## START

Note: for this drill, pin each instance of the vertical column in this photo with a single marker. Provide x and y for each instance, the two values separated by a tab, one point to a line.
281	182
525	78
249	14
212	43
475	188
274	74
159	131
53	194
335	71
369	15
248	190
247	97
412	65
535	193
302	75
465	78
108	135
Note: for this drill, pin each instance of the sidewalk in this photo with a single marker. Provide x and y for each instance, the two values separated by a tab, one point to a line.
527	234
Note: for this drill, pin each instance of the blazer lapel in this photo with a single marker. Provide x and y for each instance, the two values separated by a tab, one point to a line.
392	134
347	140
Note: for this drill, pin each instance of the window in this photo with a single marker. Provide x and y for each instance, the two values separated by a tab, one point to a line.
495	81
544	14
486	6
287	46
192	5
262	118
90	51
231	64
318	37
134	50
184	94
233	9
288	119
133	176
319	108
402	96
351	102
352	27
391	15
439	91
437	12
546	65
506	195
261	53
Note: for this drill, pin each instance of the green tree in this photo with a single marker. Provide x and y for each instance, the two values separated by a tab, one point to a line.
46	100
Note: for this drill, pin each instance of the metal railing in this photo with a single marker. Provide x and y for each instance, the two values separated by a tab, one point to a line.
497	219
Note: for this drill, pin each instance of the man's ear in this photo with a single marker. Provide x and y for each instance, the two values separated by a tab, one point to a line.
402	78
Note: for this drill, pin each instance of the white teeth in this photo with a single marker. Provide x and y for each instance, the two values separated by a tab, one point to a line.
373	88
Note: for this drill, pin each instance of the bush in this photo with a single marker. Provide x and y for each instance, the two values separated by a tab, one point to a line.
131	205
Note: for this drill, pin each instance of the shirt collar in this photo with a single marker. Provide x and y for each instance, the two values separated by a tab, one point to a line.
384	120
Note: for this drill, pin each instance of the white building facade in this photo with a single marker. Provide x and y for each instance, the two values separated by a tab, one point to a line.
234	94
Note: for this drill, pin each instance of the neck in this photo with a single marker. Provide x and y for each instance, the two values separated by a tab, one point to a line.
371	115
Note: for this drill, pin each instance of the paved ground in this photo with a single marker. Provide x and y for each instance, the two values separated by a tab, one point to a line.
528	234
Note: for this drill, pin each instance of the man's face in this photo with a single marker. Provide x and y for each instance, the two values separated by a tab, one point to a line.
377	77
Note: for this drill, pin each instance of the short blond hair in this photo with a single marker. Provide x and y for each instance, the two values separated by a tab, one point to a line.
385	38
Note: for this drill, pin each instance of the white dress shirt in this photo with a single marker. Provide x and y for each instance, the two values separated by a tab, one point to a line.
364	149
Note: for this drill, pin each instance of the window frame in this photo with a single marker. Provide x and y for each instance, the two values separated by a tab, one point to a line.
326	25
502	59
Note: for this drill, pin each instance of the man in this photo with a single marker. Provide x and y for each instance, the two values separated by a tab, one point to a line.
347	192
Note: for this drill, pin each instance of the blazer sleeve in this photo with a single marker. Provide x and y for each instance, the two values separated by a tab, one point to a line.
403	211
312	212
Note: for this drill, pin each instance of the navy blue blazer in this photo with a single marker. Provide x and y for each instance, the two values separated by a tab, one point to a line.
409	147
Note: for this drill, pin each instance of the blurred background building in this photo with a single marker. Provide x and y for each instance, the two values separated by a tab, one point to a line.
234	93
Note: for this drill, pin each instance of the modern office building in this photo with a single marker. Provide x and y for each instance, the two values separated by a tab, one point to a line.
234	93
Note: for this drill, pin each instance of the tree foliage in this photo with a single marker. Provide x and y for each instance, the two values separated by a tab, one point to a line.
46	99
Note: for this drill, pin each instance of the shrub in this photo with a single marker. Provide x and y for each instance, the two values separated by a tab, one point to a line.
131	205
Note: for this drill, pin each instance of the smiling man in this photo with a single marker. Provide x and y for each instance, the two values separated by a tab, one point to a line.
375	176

## END

_WHAT THE EXERCISE ASKS_
Put the records into a Markdown table with the columns Row and Line, numbering each non-blank line and omitting blank lines.

_RESULT OF THE EXERCISE_
| Row | Line |
|---|---|
| 1 | Note: for this drill, pin each instance of the vertical column in this photo with a single marker. Provide x and y for each instance, the two values separated by a tab, one point to a line. |
| 2 | 281	182 |
| 3 | 525	78 |
| 4 | 249	14 |
| 5 | 212	43 |
| 6 | 475	188 |
| 7 | 274	74 |
| 8 | 159	131 |
| 9 | 53	194 |
| 10 | 335	71 |
| 11 | 369	15 |
| 12 | 248	190 |
| 13 | 247	97 |
| 14 | 412	65 |
| 15 | 535	193 |
| 16 | 302	75 |
| 17 | 465	78 |
| 18 | 108	135 |
| 19 | Note: for this drill, pin each instance of the sidewalk in this photo with a single marker. Provide x and y for each instance, the two values separated by a tab, one point to a line. |
| 20 | 527	234 |
| 21 | Note: for this drill, pin each instance of the blazer lapel in this photo with a single marker. Provide x and y for each instance, the two values separated by a tab, one point to a line. |
| 22 | 392	134 |
| 23 | 347	140 |
| 24 | Note: for this drill, pin each instance of the window in this photo with a single marker. Provide x and y for each instance, the two values separated by a tab, one point to a line. |
| 25 | 495	81 |
| 26 | 544	14 |
| 27 | 486	6 |
| 28 | 287	46 |
| 29 | 192	5 |
| 30 | 262	118 |
| 31 | 90	51 |
| 32 | 231	64 |
| 33 | 318	37 |
| 34 | 134	50 |
| 35 | 184	94 |
| 36 | 233	9 |
| 37 | 288	119 |
| 38 | 133	176 |
| 39 | 319	108 |
| 40 | 402	96 |
| 41 | 351	102 |
| 42 | 352	27 |
| 43 | 391	15 |
| 44 | 439	91 |
| 45 | 437	12 |
| 46 | 546	65 |
| 47 | 506	195 |
| 48 | 261	53 |
| 49 | Note: for this drill, pin each instance of the green tree in this photo with a single marker. Provide x and y for each instance, the two values separated by a tab, one point to a line. |
| 50 | 46	100 |
| 51 | Note: for this drill, pin each instance of the metal railing in this photo with a single marker. Provide x and y for each instance, the two values separated by a tab, one point to a line. |
| 52 | 497	219 |
| 53 | Note: for this drill, pin each instance of the man's ear in this photo with a single marker. Provide x and y for each instance, the two values separated by a tab, one point to a line. |
| 54 | 402	78 |
| 55 | Note: for this drill, pin each instance of the white teeth in this photo with a single marker. Provide x and y for each instance, the two values separated by a tab, one point to a line. |
| 56 | 373	88 |
| 57 | Note: for this drill, pin each instance of the bush in this photo with a single marker. Provide x and y for each instance, the two values separated by a tab, one point to a line. |
| 58 | 131	205 |
| 59 | Note: for this drill, pin each instance of the shirt collar in this photo with a single marker. Provide x and y for each instance, the two values separated by a tab, one point to a line. |
| 60 | 384	120 |
| 61 | Note: for this drill, pin each instance of the white building facade in this photo with a single marker. Provide x and y for each instance, the two values separated by a tab, one point to a line. |
| 62 | 234	94 |
| 63 | Note: for this drill, pin each instance of the neck in this photo with a single marker. Provide x and y for each instance, the two values separated by a tab, one point to a line. |
| 64 | 371	115 |
| 65 | Note: for this drill, pin each instance of the paved ground in this photo with a single marker. Provide x and y for each instance, the two values separated by a tab, one point to a line. |
| 66 | 528	234 |
| 67 | Note: for this drill, pin each instance of the man's face in this photo with a single marker. Provide x and y for each instance, the two values separated by a tab, one point to a line. |
| 68 | 377	77 |
| 69 | Note: for this drill, pin each instance of the short blond hair in this photo with a single marker. Provide x and y for each instance, the two values separated by a tab, one point to a line. |
| 70 | 385	38 |
| 71 | Note: for this drill, pin each instance of the white dress shirt in this photo with a single marker. Provide x and y for each instance, the two values separated by a tab, one point to a line. |
| 72 | 364	149 |
| 73 | Note: for this drill, pin each instance of the window frame in this photo with a single marker. Provide x and y for each instance, the two values separated by a tab, one point to a line. |
| 74 | 326	25 |
| 75 | 502	59 |
| 76 | Note: for this drill, pin each instance of the man in this photo with a single marker. Provide x and y for each instance, the two values separated by a tab, one point to a line. |
| 77 | 347	192 |
| 78 | Note: for this drill, pin each instance of the blazer sleeve in this photo with a single marker. Provide x and y for each instance, the two values separated by a tab, one point to a line. |
| 79 | 403	211 |
| 80 | 312	212 |
| 81 | Note: for this drill, pin each instance of the navy blue blazer in this photo with a single marker. Provide x and y for each instance, the two values separated by a tab, one point to a line. |
| 82 | 409	147 |
| 83 | Note: for this drill, pin each instance of the blurred background building in this photo with a single marker. Provide x and y for each instance, the two values separated by a tab, one point to a line. |
| 84 | 234	93 |
| 85 | Note: for this drill, pin each instance of the modern office building in this photo with a single marker. Provide x and y for each instance, the two values separated by a tab, one point to a line. |
| 86 | 234	93 |
| 87 | Note: for this drill, pin each instance of the tree foliage in this photo with a single marker. Provide x and y for each instance, the two values separated by a tab, one point to a line. |
| 88 | 46	99 |
| 89 | Note: for this drill, pin each instance of the shrub in this photo with a single marker. Provide x and y for each instance, the two values separated by a tab, one point to a line. |
| 90 | 131	205 |
| 91 | Note: for this drill, pin each instance of the smiling man in this photo with a single marker. Provide x and y for each instance, the two values separated by a tab, one point to a line. |
| 92 | 375	176 |